## Start
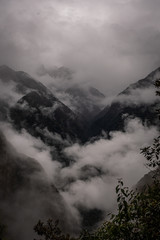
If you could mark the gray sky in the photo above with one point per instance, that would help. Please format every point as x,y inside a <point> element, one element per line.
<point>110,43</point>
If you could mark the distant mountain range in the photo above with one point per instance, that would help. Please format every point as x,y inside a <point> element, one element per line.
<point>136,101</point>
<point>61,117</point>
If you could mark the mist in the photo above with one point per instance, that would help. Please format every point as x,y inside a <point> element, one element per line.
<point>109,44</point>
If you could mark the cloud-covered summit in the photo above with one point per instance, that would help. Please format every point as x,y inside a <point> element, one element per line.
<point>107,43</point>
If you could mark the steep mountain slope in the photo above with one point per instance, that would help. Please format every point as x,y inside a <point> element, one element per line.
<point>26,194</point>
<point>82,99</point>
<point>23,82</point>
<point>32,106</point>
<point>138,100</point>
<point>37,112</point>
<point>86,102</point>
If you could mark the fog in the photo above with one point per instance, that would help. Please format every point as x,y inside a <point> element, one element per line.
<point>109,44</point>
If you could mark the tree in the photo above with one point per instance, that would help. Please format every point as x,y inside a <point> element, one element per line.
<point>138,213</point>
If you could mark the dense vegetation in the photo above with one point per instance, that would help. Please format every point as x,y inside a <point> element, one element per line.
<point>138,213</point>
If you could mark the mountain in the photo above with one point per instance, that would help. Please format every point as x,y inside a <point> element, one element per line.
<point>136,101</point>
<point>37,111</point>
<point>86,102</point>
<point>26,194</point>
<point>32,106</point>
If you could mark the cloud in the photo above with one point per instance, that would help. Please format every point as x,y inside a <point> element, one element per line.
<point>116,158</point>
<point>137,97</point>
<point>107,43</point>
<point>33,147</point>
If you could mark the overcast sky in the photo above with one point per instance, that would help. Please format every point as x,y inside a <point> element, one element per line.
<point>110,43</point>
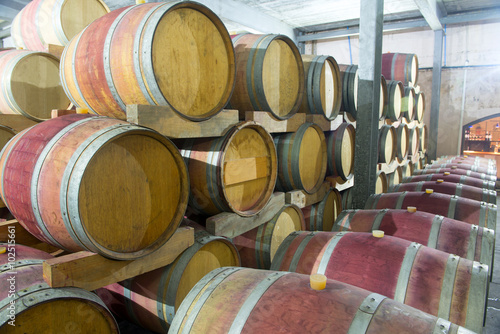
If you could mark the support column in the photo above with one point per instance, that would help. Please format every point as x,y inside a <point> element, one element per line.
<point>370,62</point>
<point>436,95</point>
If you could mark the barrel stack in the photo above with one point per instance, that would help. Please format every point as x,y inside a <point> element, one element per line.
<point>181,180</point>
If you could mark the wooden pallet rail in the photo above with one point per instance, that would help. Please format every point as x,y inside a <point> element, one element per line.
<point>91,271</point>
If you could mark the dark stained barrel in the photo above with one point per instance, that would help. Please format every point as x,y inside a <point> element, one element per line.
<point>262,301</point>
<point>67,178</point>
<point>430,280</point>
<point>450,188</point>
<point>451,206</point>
## End
## Start
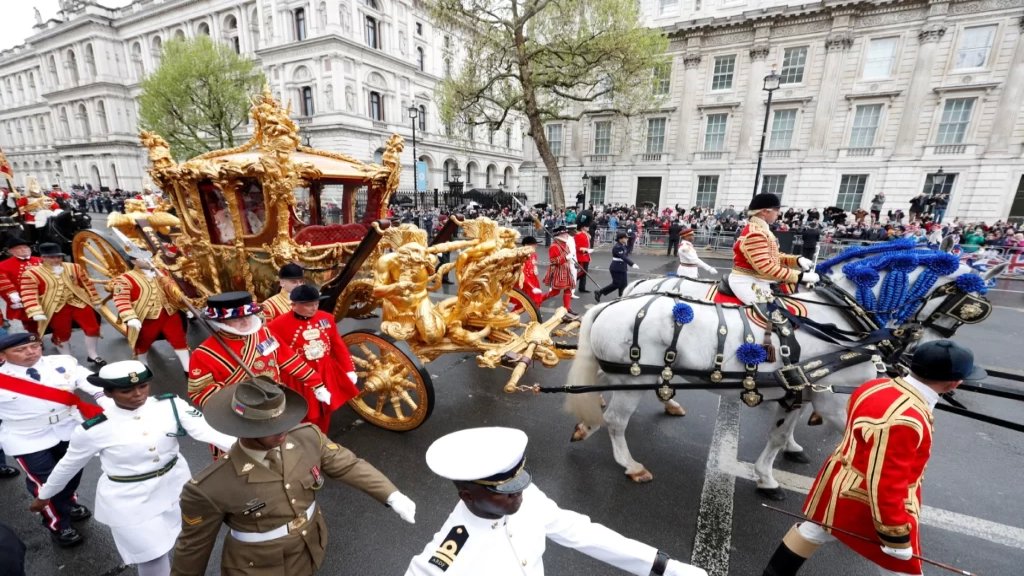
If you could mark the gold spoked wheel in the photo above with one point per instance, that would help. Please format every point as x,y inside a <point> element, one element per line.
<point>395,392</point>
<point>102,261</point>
## End
Problem details >> Put the stretch of the records from the line containing "If you could mark the wooden" through the line containing "<point>91,271</point>" into a Markdown table with a Row column for the row number and a Text column for each line. Leave out any blank lines.

The result >>
| Row | Text |
|---|---|
| 1 | If you could mark the wooden pallet rail in the photo above with one point per instance, that would help. Please format every point as x,y inside a <point> element, one element per line. |
| 2 | <point>91,271</point> |